(Dataset excerpts on object pointing)
※
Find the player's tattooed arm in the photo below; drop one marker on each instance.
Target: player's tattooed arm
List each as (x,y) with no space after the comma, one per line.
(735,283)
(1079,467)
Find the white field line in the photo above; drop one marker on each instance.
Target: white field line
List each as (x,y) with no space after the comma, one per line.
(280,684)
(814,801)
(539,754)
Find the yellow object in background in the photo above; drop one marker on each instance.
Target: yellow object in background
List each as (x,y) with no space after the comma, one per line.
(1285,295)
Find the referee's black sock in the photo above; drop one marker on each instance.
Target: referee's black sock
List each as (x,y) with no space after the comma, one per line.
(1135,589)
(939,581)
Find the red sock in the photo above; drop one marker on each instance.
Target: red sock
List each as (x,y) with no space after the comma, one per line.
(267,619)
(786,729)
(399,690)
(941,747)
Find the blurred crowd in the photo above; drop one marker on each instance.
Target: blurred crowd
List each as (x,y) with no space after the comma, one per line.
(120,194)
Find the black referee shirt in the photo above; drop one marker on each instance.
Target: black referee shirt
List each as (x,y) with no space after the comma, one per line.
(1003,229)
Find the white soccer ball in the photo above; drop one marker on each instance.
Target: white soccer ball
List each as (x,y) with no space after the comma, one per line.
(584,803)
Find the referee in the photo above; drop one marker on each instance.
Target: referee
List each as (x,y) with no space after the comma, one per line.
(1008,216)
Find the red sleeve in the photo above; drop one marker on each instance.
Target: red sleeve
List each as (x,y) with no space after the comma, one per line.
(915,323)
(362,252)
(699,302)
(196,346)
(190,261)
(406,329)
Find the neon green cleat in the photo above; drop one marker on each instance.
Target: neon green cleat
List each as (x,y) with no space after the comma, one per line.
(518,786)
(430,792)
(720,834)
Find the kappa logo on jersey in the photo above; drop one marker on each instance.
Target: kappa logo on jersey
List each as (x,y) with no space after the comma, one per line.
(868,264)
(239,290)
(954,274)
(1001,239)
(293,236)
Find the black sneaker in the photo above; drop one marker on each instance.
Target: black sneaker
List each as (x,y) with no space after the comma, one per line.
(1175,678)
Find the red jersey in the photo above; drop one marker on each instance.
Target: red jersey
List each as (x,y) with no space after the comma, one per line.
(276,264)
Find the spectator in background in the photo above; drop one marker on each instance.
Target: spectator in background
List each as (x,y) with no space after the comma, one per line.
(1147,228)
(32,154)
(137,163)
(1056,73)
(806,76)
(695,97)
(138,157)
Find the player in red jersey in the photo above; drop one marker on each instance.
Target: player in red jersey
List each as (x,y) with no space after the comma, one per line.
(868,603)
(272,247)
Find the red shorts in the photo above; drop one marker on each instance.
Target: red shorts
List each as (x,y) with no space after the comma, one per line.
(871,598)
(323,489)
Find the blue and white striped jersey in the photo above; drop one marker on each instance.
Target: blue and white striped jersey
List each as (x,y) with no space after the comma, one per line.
※
Format every row above as a numbered list, omitting any blank lines.

■ TASK OUTPUT
1. Find the player's tattooed arm in the photo below; drop one marker on each instance.
2. Target: player's tattooed arm
3. List each as (x,y) with no space after the comma, one per line.
4. (735,283)
5. (1079,467)
6. Find the white field line in the photo above; drop one marker on each instance.
7. Target: white field line
8. List each as (x,y) with no space after the comma, one per line.
9. (280,684)
10. (814,801)
11. (539,754)
12. Find the yellow object in background in the photo above; drop one marker on each instance.
13. Target: yellow object in background
14. List each as (x,y) with no space after the comma, one per line.
15. (1285,295)
16. Find the referee's black sock in the photo above; drop one marker on each instance.
17. Target: referee's black sock
18. List each as (x,y) with no space after the comma, one per line.
19. (1135,589)
20. (939,581)
21. Find the red sock in the photo above; drop one marker on each instance.
22. Target: red sock
23. List each as (x,y) with no space after the comma, one per line.
24. (267,619)
25. (786,729)
26. (399,690)
27. (941,747)
28. Find the blurred crowd in the photo above; drop one marker on each instance.
29. Target: blurred crowd
30. List each as (x,y) with no space after the comma, one per line.
31. (120,194)
32. Find the black referee shirt in the photo above; drop one marker on each instance.
33. Target: black referee shirt
34. List each as (x,y) with no space after the comma, one per line.
35. (1003,229)
36. Find the white soccer ball in the photo above; drop one marker on each instance.
37. Target: white soccer ball
38. List each as (x,y) with no space after the comma, one per line.
39. (584,803)
40. Find the referee in the photo above; drop one marker on each instance.
41. Target: referee
42. List each as (x,y) with no space after the comma, one per line.
43. (1008,216)
44. Find the red sleeve in the photo above; drop one marker on each instance.
45. Target: red sleeve
46. List each as (x,y) with no space after the comma, one per line.
47. (915,323)
48. (362,252)
49. (699,302)
50. (196,346)
51. (190,261)
52. (406,329)
53. Find the neon green cleat in the photo above; drop one marker on each instance.
54. Target: neon green cleat
55. List each as (x,y) with no space after the comma, one per line.
56. (518,786)
57. (430,792)
58. (720,834)
59. Find the kappa logo on jersey in the photo above; drop one marker on each instance.
60. Target: kappa logo on jersey
61. List each as (x,y) with no space after the comma, one per line.
62. (868,264)
63. (239,290)
64. (954,274)
65. (1001,239)
66. (293,236)
67. Find the black sneaker in the photo above; drop one marker on each instance.
68. Target: black sneaker
69. List each as (x,y) with no space after the comma, one per line.
70. (1175,678)
71. Find the red jersey in the photo above; drop one marker on each instance.
72. Target: red jersey
73. List each as (x,y) with no space after the comma, one per line.
74. (276,264)
75. Find the spectator in background in the photo above; drop one marker on each instance.
76. Target: spectator in background
77. List each as (x,y) with no space after the comma, one per line.
78. (1147,228)
79. (32,154)
80. (137,163)
81. (1056,73)
82. (806,76)
83. (695,97)
84. (138,157)
85. Find the player in red jersey in the photo above; drop one marker on each instance.
86. Target: player in red jersey
87. List each as (x,y) with no space after the comma, one per line.
88. (868,603)
89. (272,247)
90. Find the red shorts in the photo above; drop one marker on each instance.
91. Target: red shorts
92. List each as (x,y) with no space after the comma, one per line.
93. (871,598)
94. (323,489)
95. Find the blue and white striped jersey in the photo above; drop one marker on each instance.
96. Target: blue and white striped jersey
97. List each as (x,y) with no space after the comma, one per line.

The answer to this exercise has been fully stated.